_Records shown:_
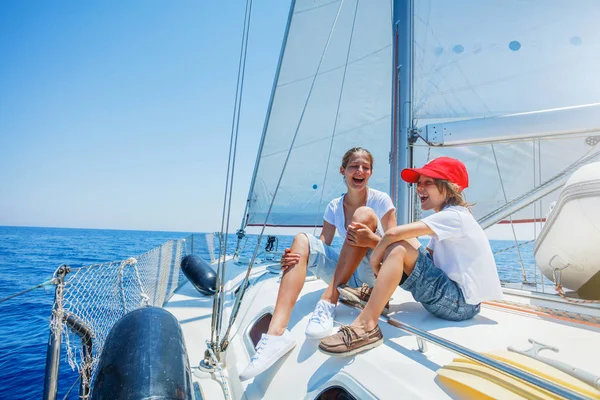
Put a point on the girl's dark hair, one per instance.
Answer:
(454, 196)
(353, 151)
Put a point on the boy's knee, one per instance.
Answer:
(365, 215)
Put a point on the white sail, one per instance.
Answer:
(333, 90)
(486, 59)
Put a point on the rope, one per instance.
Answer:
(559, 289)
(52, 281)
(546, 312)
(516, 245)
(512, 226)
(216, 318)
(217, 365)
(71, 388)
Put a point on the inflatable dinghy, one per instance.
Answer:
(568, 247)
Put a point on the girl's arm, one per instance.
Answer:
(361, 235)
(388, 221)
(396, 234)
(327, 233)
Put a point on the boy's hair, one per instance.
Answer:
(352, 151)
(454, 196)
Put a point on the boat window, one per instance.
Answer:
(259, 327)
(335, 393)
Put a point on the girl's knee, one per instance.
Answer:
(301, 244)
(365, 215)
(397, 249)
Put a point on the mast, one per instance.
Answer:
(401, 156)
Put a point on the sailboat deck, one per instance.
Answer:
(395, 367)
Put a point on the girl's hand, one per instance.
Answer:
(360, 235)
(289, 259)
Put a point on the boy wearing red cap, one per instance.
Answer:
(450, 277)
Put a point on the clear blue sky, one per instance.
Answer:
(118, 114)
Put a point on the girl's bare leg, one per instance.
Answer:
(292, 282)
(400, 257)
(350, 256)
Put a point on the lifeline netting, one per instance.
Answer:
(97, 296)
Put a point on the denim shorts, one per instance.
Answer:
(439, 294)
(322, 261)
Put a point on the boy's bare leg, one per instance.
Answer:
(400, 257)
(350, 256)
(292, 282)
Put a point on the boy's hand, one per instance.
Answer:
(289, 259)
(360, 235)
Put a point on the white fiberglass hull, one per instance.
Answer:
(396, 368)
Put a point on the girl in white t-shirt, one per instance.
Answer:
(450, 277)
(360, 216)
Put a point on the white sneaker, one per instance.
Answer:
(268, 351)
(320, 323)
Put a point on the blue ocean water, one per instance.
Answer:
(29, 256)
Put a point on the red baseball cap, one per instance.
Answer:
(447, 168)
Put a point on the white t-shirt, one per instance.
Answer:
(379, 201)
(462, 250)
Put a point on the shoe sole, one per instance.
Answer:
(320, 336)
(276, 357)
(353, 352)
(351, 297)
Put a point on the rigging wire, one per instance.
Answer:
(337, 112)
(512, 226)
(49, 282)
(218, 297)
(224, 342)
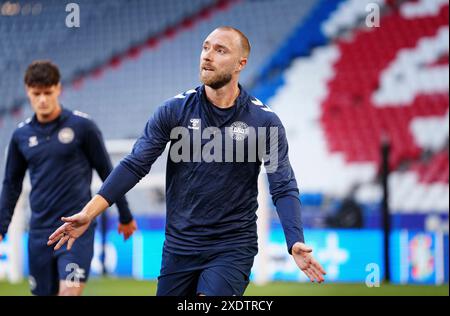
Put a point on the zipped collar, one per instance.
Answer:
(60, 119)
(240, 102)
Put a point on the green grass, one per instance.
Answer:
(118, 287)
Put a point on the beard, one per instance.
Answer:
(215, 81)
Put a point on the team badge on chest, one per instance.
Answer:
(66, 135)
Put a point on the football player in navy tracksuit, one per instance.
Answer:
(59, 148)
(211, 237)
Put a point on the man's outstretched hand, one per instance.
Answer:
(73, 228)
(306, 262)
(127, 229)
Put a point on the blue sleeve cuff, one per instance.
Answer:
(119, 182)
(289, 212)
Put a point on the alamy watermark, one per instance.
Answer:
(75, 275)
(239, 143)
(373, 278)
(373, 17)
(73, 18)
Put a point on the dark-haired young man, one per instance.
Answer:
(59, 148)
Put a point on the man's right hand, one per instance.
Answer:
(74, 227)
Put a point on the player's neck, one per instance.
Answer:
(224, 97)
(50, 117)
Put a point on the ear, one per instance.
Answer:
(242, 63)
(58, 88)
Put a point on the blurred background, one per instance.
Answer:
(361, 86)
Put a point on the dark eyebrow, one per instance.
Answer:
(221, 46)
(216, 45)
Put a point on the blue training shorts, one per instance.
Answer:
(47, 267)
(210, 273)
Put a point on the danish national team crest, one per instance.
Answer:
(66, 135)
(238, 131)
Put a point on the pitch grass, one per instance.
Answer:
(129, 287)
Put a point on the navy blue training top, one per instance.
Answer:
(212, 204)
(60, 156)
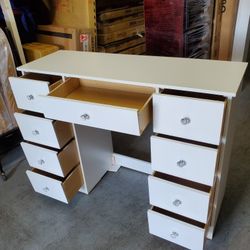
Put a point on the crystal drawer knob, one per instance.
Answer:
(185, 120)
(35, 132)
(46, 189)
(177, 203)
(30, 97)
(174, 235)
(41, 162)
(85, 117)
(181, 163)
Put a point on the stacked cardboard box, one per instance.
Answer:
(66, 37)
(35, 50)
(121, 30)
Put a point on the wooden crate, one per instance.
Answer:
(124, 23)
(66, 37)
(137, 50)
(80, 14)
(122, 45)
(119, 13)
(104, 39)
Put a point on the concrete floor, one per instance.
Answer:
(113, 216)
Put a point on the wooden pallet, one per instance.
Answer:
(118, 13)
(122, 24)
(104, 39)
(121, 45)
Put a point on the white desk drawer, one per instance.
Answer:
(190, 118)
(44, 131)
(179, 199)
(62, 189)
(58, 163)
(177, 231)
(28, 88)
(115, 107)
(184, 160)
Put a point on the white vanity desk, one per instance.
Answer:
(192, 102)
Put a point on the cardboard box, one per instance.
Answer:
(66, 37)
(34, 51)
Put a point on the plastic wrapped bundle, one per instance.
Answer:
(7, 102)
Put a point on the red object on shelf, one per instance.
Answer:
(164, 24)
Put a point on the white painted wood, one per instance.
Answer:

_Problem to solve:_ The full listing, reproduced exactly and without pictures, is the expected output.

_Response:_
Put a point on the girl's dark hair, one per instance.
Answer:
(454, 196)
(353, 151)
Put a point on the boy's knee, one per instance.
Answer:
(365, 215)
Put a point on the white sail, one per instance.
Answer:
(333, 90)
(486, 59)
Put a point on the rope, one per instance.
Answer:
(559, 289)
(52, 281)
(546, 312)
(516, 245)
(512, 226)
(216, 318)
(217, 365)
(71, 388)
Put a point on the inflatable dinghy, one per instance.
Answer:
(568, 247)
Put a point on the girl's arm, one per instance.
Answer:
(361, 235)
(388, 221)
(396, 234)
(327, 233)
Put a point on the boy's hair, one per instance.
Answer:
(352, 151)
(454, 196)
Put a point on the boat window, one per instance.
Answer:
(259, 327)
(335, 393)
Put a point on the girl's knee, one per instance.
Answer:
(301, 244)
(365, 215)
(397, 249)
Put a point on the mast, one per instance.
Answer:
(401, 156)
Put a point on the sailboat deck, one per instance.
Answer:
(395, 367)
Put a point on the girl's hand, one per instance.
Answer:
(360, 235)
(289, 259)
Put a point on the boy wearing red cap, one per instance.
Answer:
(450, 277)
Put a point on the clear blue sky, one per instance.
Answer:
(118, 114)
Put a point on the girl's bare leg, one per instance.
Answer:
(292, 282)
(400, 257)
(350, 256)
Put a point on the lifeline netting, one per instance.
Answer:
(97, 296)
Put a point on the denim shorts, one per instance.
Answer:
(439, 294)
(322, 261)
Put a point on the boy's bare leg, one per instance.
Answer:
(400, 257)
(350, 256)
(292, 282)
Put a point on the boy's hand, one per instance.
Answer:
(289, 259)
(360, 235)
Put a point on the white fiberglass hull, one per instance.
Answer:
(396, 368)
Put a point on the girl in white t-shirt, one per instance.
Answer:
(450, 277)
(360, 216)
Put a point on the white sneaker, one per instance.
Answer:
(268, 351)
(320, 323)
Put a point on the blue ocean water, one per instance.
Answer:
(29, 256)
Put a point on the red baseball cap, one per instance.
Answer:
(447, 168)
Put a point on the white t-shirt, one per instance.
Answer:
(379, 201)
(462, 250)
Put a point on the shoe sole, one per instance.
Answer:
(320, 336)
(276, 357)
(353, 352)
(351, 297)
Put a point on the rigging wire, one per instance.
Answer:
(337, 112)
(512, 226)
(49, 282)
(218, 297)
(224, 342)
Put a point on the zipped collar, one per instance.
Answer:
(60, 119)
(240, 102)
Put a point on the green grass, one per instance.
Answer:
(118, 287)
Put a point on the beard, one per instance.
Answer:
(215, 81)
Put a point on the team badge on chest, one per instance.
Answer:
(66, 135)
Put a point on the football player in navy tracksuit, one per instance.
Answer:
(59, 148)
(211, 237)
Put a point on the man's outstretched hand, one per instance.
Answer:
(73, 228)
(306, 262)
(127, 229)
Put a point on the blue sleeve cuff, one per instance.
Answer:
(119, 182)
(289, 212)
Put a point on the alamy watermark, one per instance.
Answer:
(75, 275)
(239, 143)
(373, 278)
(373, 17)
(73, 18)
Put a point on the dark-haired young man, one per instance.
Answer:
(59, 148)
Put a point on the man's right hand, one per instance.
Answer:
(74, 227)
Put a point on the player's neck, one per instance.
Answer:
(224, 97)
(50, 117)
Put a point on the ear, one per instance.
Answer:
(242, 63)
(58, 88)
Put a point on the blurred background, one per instance.
Answer:
(361, 86)
Put a point on the dark eyebrow, one per instance.
Answer:
(221, 46)
(216, 45)
Put a point on the blue training shorts, one per instance.
Answer:
(47, 267)
(210, 273)
Put a point on the danish national team crest, one per instance.
Answer:
(66, 135)
(238, 131)
Put a point on the pitch grass, one per instance.
Answer:
(129, 287)
Put a point on the navy blue training top, one per instance.
Answer:
(212, 204)
(60, 156)
Put a point on the crystal drawer knob, one per instance.
Answer:
(185, 120)
(35, 132)
(46, 189)
(177, 203)
(30, 97)
(174, 235)
(41, 162)
(85, 117)
(181, 163)
Put a point on the stacked cardboard box, one per instance.
Answer:
(66, 37)
(35, 50)
(121, 30)
Put a point on the wooden crate, one per instance.
Answer:
(124, 23)
(66, 37)
(137, 50)
(80, 14)
(122, 45)
(119, 13)
(104, 39)
Put a point on the concrete floor, one per instance.
Answer:
(113, 216)
Put a point on the wooden pallet, one per instance.
Answer:
(118, 13)
(122, 24)
(104, 39)
(121, 45)
Put a point on the white desk drawer, one per instance.
Answer:
(190, 118)
(44, 131)
(179, 199)
(62, 189)
(58, 163)
(177, 231)
(28, 88)
(115, 107)
(184, 160)
Put a point on the white vanity desk, one per instance.
Answer:
(192, 102)
Put a point on the cardboard box, one per instance.
Answer:
(66, 37)
(34, 51)
Put a point on the plastic wrapped bundle, one per instance.
Answer:
(7, 102)
Put a point on the red object on shelf, one per instance.
Answer:
(164, 24)
Put a point on the white painted wood, one per instance.
Answer:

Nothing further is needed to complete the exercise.